▶ DATA FOR PROCESSING

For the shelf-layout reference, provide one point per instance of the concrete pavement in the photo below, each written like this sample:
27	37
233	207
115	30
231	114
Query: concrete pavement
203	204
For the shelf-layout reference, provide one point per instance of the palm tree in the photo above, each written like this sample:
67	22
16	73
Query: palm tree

▶ GOAL
Please rewrite the records with every "shelf-layout reference" changed to "store-layout reference" and nothing else altered.

▶ FINAL RESULT
For the store-layout reference, provide one point per instance of the concrete pavement in the photo below, each written like this sample:
27	37
233	207
115	30
231	114
Query: concrete pavement
203	204
For the store-layout reference, provide one point per instance of the palm tree in the photo above, each written like this sample:
67	22
16	73
Query: palm tree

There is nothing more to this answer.